Flyweight

Flyweight, 有时也称为token或cookie, 是一种临时性的组件, 它起着智能引用smart reference的作用. 它通常是在当存在大量十分相似的对象时, 节省内存的一种手段.

11.1 User Names

假定你有一个大型多人在线游戏, 相信会有很多人叫John Smith. 因此, 如果我们用ASCII码一个个记录他们的名字, 每个用户会消耗11个字节. 相反, 我们可以存储John Smith一次, 然后为每个人存储一个指向这个名字的指针. 这样就只需要8个字节.

更进一步, 我们还可以将John Smith再一次拆分为两部分分别保存.

typedef uint32_t key;

struct User
{
    User(const string& first_name, const string& last_name)
        : first_name{ add(first_name)}, last_name{ add(last_name)} {}

    ...
protected:
    key first_name, last_name;
    static bimap<key, string&> names;
    static key seed;
    static key add(const string& s) {...}
}

下面是add的实现:

static key add(const string& s)
{
    auto it = names.right.find(s);
    if( it == names.right.end())
    {
        // s不在names中, 加进去
        names.insert(++seed, s);
        return seed;
    }
    return it->second;
}

上面的代码使用了boost::bimap. 这是一个和标准的get-or-add的实现机制.

• • • • • • •

§ **任务目标**
请根据所给文章回答以下问题：
(a) Flyweight 还有哪两个别称？
(b) 在用户名的例子中，改为存储指向名字的指针后，每个用户只需要多少字节？
(c) add 的实现用到了哪个数据结构？

• • • • • • •

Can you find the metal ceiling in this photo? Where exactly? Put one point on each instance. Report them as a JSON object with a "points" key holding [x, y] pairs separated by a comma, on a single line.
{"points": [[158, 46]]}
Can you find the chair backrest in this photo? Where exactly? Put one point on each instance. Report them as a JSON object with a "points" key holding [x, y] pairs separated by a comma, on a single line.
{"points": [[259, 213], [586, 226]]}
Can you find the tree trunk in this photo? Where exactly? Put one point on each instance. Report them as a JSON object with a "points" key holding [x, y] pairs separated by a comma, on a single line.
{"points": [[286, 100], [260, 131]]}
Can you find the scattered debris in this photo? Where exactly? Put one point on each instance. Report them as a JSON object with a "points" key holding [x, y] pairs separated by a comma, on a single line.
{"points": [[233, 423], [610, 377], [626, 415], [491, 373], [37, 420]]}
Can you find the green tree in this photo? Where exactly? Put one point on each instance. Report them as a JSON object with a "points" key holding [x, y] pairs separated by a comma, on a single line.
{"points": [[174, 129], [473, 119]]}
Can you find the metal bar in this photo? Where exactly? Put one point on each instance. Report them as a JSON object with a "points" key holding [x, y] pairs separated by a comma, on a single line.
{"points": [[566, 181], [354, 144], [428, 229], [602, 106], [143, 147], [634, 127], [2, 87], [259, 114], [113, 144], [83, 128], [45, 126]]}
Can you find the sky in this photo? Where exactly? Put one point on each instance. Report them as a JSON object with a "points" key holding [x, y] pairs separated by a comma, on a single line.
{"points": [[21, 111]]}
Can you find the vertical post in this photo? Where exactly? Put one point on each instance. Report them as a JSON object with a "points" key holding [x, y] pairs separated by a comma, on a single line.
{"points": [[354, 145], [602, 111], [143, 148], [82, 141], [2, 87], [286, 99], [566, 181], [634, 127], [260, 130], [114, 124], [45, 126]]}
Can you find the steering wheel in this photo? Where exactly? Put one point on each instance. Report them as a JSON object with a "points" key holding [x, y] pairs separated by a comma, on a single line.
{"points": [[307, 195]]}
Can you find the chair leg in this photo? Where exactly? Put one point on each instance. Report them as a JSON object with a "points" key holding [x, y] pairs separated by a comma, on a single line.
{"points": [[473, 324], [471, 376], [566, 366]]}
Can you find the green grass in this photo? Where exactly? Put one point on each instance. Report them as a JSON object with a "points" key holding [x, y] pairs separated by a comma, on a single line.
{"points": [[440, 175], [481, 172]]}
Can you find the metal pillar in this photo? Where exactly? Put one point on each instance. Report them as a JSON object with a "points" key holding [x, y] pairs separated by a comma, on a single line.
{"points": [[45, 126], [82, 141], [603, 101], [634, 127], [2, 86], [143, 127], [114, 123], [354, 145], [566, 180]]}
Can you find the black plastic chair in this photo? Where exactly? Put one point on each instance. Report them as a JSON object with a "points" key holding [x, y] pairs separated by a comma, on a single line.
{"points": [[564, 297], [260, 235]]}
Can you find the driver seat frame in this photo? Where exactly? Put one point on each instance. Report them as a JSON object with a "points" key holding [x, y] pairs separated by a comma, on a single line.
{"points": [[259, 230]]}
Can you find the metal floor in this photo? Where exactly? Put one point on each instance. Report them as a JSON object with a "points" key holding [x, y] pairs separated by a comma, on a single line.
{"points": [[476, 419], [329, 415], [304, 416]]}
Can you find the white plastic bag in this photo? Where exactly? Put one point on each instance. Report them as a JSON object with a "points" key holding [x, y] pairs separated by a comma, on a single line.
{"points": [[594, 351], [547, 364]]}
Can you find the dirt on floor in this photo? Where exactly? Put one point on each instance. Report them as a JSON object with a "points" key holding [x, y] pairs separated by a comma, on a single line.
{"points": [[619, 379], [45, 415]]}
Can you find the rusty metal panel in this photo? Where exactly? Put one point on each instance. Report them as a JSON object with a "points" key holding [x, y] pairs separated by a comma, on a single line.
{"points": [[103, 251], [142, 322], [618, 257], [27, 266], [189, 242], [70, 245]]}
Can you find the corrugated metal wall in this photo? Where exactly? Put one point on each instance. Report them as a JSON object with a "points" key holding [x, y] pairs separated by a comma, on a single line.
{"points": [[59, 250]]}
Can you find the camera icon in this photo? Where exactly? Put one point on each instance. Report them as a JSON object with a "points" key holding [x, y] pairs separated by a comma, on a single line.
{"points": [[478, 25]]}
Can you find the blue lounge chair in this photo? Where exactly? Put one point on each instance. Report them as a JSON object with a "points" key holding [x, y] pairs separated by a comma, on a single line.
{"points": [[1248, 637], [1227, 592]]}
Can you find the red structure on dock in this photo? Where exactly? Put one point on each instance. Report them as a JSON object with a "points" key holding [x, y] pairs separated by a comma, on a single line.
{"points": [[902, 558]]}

• • • • • • •

§ **任务回答**
(a) token 和 cookie。
(b) 8 个字节。
(c) boost::bimap。